:: Directions for this task ::
Both the line containing "find the snowdrift" and the line containing "find the man's hand" belong to the span. Output exactly that span from the listing below, and nothing outside it.

:: Available data ::
Segment Open
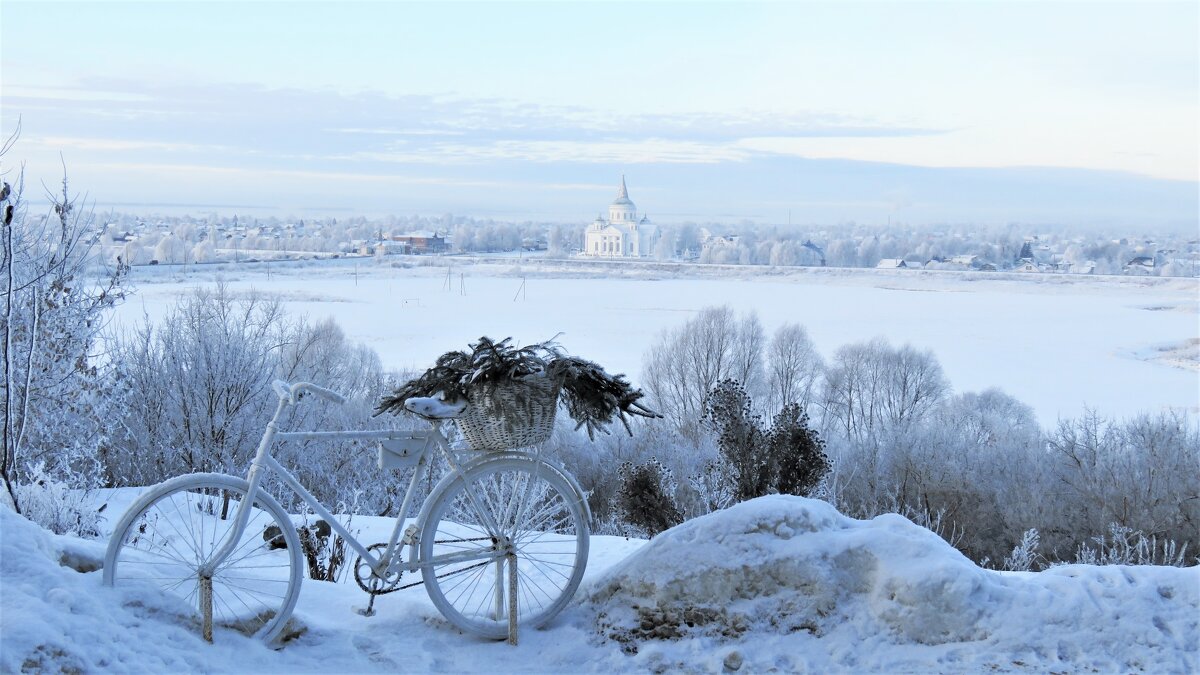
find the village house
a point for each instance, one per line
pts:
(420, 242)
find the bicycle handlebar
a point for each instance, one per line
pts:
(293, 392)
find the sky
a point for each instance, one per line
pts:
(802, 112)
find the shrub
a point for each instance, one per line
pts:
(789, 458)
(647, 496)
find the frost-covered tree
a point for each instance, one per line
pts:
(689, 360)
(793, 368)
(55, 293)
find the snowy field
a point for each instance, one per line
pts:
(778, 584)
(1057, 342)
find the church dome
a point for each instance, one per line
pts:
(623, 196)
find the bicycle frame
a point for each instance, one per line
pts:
Segment Closed
Segment Open
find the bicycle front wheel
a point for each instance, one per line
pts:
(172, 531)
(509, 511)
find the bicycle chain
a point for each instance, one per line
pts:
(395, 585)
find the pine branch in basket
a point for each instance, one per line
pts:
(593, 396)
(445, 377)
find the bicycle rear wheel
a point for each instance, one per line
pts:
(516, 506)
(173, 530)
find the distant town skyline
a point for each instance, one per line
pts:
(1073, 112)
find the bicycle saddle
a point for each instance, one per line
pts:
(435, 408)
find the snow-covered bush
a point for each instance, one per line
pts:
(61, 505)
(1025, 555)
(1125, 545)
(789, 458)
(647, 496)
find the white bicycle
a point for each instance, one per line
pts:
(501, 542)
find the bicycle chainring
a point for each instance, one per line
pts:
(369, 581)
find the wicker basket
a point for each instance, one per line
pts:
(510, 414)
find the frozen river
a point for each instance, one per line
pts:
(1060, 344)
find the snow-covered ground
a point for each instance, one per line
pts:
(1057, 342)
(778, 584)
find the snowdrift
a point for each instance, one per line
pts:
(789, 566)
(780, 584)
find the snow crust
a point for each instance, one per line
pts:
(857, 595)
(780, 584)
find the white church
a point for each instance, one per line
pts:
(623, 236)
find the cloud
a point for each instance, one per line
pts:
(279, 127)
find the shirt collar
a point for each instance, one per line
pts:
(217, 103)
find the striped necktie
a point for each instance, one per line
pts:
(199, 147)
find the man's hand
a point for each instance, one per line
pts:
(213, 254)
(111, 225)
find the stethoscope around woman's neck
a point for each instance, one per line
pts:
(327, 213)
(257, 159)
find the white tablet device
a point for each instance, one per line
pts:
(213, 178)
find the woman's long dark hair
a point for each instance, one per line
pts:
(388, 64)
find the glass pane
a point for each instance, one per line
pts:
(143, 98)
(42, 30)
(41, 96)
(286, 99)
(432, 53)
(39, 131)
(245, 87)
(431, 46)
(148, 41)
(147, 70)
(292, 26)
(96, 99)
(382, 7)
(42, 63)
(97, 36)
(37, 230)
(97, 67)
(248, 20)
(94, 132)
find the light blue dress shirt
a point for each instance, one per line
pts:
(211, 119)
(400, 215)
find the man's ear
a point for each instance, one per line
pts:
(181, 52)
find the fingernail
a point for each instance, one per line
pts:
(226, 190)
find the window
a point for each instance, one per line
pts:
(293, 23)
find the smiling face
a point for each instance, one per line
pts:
Segment Closed
Segment Open
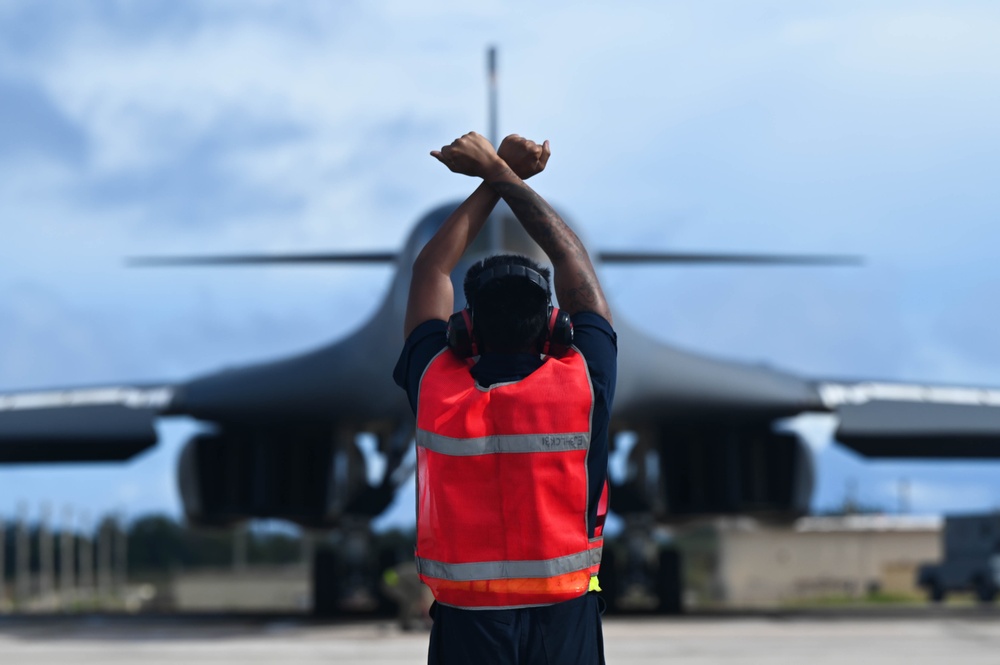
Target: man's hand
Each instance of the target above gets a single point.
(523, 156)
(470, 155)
Segment Closed
:: Exercise result ::
find the snowdrift
a point for each instance, one per line
pts:
(789, 566)
(780, 584)
find the snow crust
a point for each instance, one per line
pts:
(857, 595)
(780, 584)
find the white church
a point for each instance, one per line
pts:
(623, 236)
find the cloud
a point for each instance, one per line
pts:
(279, 127)
find the shirt collar
a point for each instance, one per line
pts:
(217, 103)
find the striped necktie
a point for each instance, one per line
pts:
(199, 147)
find the man's hand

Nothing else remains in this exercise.